══ Given information ══
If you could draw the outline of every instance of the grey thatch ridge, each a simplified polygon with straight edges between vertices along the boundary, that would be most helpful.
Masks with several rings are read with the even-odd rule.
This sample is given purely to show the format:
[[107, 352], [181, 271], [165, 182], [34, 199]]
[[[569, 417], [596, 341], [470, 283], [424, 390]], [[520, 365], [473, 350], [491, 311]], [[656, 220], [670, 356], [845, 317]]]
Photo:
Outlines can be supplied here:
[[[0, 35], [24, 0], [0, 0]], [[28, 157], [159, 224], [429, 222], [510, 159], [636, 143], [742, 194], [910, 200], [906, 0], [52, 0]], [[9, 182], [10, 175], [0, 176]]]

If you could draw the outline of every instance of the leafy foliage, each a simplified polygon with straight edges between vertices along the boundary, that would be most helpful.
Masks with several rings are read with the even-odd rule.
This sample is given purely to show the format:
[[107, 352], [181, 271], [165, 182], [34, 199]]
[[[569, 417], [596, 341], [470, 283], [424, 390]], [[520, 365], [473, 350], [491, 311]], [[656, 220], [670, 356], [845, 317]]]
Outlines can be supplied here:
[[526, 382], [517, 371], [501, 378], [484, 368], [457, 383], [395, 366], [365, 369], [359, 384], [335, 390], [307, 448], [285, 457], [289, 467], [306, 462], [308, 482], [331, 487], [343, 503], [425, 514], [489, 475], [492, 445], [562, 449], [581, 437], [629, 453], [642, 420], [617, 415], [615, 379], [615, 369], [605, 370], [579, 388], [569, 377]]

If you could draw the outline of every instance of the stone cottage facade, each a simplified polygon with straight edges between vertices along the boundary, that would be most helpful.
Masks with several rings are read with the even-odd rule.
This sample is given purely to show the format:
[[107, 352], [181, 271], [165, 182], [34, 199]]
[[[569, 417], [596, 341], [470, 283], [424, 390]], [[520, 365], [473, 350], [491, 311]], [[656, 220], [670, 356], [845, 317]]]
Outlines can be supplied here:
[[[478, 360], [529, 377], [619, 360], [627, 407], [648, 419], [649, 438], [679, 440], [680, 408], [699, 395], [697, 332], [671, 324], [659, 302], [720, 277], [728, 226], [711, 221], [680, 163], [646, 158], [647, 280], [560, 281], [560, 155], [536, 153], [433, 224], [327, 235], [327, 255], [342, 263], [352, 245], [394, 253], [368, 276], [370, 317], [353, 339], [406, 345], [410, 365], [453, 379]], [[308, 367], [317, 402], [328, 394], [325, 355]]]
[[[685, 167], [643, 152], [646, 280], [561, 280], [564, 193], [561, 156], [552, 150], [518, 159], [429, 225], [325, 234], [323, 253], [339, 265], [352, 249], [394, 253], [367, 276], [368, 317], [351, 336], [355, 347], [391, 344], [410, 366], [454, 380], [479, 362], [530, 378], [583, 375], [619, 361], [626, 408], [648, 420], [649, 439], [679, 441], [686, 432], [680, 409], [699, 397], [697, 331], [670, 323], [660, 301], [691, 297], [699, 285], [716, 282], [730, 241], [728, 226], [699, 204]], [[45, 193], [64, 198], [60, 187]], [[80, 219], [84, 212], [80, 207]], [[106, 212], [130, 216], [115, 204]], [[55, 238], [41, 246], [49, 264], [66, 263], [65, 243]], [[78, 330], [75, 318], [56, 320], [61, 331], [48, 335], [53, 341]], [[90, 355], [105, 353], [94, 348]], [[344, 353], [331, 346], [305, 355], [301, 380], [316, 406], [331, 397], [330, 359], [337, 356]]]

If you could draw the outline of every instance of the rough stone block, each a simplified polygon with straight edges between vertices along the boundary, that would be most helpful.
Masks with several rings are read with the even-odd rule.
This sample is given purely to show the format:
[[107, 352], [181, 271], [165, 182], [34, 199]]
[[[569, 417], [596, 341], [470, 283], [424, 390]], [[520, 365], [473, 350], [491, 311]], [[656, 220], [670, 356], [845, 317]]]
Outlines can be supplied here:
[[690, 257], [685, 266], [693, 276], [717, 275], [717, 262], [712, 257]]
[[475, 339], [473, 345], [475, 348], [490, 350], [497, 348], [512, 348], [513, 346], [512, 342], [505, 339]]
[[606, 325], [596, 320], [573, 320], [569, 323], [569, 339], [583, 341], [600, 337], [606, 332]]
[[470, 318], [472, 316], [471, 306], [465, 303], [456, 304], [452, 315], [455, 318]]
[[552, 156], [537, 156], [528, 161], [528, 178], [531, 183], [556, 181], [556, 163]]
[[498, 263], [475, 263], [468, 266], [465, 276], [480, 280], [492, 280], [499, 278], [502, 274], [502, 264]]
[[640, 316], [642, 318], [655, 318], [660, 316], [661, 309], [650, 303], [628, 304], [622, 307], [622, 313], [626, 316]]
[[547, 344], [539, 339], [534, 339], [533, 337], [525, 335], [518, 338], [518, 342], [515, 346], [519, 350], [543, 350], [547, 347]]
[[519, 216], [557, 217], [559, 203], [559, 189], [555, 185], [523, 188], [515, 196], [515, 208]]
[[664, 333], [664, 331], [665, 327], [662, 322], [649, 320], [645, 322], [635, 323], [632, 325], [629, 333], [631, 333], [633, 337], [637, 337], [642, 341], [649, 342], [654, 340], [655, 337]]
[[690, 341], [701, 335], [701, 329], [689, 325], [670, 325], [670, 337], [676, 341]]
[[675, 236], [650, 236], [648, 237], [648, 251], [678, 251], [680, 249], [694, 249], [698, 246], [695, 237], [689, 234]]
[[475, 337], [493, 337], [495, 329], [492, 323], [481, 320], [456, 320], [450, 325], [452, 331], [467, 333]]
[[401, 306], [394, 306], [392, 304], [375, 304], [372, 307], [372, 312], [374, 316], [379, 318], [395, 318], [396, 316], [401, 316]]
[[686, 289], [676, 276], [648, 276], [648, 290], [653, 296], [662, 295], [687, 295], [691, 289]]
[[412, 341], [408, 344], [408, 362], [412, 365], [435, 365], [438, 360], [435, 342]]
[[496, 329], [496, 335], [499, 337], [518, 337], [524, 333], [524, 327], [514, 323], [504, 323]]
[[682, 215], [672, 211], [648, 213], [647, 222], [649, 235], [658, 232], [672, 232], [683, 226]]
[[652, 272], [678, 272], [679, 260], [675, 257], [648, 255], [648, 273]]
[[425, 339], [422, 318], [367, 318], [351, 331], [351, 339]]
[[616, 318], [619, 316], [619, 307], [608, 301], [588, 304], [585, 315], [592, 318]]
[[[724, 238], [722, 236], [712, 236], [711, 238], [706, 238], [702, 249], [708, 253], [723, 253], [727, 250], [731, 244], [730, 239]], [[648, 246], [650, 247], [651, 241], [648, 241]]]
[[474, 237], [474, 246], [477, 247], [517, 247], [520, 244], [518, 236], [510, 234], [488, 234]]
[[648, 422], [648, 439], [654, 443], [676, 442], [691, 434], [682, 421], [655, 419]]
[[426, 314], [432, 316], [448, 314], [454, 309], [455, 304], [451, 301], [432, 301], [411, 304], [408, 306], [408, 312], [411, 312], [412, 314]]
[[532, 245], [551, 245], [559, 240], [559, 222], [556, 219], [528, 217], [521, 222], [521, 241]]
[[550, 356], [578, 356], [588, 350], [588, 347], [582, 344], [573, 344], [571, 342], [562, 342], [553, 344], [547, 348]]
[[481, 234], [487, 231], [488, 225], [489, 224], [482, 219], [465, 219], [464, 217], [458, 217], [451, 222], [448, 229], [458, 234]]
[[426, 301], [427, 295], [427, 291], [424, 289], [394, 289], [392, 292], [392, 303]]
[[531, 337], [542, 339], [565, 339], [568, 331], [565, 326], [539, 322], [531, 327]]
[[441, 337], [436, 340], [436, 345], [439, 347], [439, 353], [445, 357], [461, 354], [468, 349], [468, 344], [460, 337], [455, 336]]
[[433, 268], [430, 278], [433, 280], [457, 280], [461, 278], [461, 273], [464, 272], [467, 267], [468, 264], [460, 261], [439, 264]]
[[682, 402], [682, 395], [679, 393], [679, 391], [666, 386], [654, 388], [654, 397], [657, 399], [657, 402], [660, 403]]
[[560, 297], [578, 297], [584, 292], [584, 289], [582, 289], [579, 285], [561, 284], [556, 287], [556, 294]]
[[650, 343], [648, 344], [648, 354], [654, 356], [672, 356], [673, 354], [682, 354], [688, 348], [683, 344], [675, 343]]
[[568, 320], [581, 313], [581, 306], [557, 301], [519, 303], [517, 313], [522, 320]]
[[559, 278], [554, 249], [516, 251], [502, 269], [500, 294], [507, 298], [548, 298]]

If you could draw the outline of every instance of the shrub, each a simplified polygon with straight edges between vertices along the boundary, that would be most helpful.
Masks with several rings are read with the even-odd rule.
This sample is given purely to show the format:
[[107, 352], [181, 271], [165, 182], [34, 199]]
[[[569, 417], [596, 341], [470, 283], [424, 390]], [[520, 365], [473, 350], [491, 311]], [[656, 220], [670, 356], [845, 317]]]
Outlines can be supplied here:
═══
Shift every coordinate in the answers up by 47 and write out again every line from the start of the records through the line containing "388], [569, 377]]", both ends included. Keep the requests and format samples in these lines unchanged.

Full output -
If you could draw the outline of every instance of the grey thatch ridge, each a simplified polygon with straight edges between vertices along the boundary, that would be most helpful.
Masks with several rings are read with the even-odd rule.
This sample is given purely to show the format:
[[107, 352], [181, 271], [165, 182], [34, 199]]
[[[569, 417], [596, 341], [470, 283], [424, 390]], [[520, 365], [473, 350], [491, 311]], [[656, 220], [670, 356], [845, 317]]]
Photo:
Outlines can be supplied here:
[[[47, 82], [71, 47], [47, 47]], [[75, 204], [206, 271], [476, 269], [557, 206], [683, 190], [789, 241], [957, 247], [953, 47], [99, 47]], [[56, 229], [57, 222], [47, 223]]]

If you could draw the outline of every instance of the leafy foliage, each a simplified polygon with straight edges between vertices along the boundary, that would be most helpful.
Masks with several rings are read with the even-odd rule.
This sample is given purely to show the format:
[[107, 352], [181, 271], [165, 182], [34, 199]]
[[[569, 417], [596, 341], [470, 283], [424, 390]], [[520, 365], [473, 350], [491, 311]], [[656, 220], [670, 356], [845, 317]]]
Outlines can be supplied here:
[[573, 429], [564, 418], [548, 425], [531, 415], [504, 430], [442, 413], [412, 416], [406, 431], [382, 437], [354, 495], [332, 504], [336, 514], [353, 509], [355, 529], [378, 534], [390, 550], [472, 561], [536, 522], [539, 492], [609, 496], [628, 484], [676, 500], [689, 467], [664, 462], [662, 426], [662, 416], [652, 417], [626, 435], [616, 424]]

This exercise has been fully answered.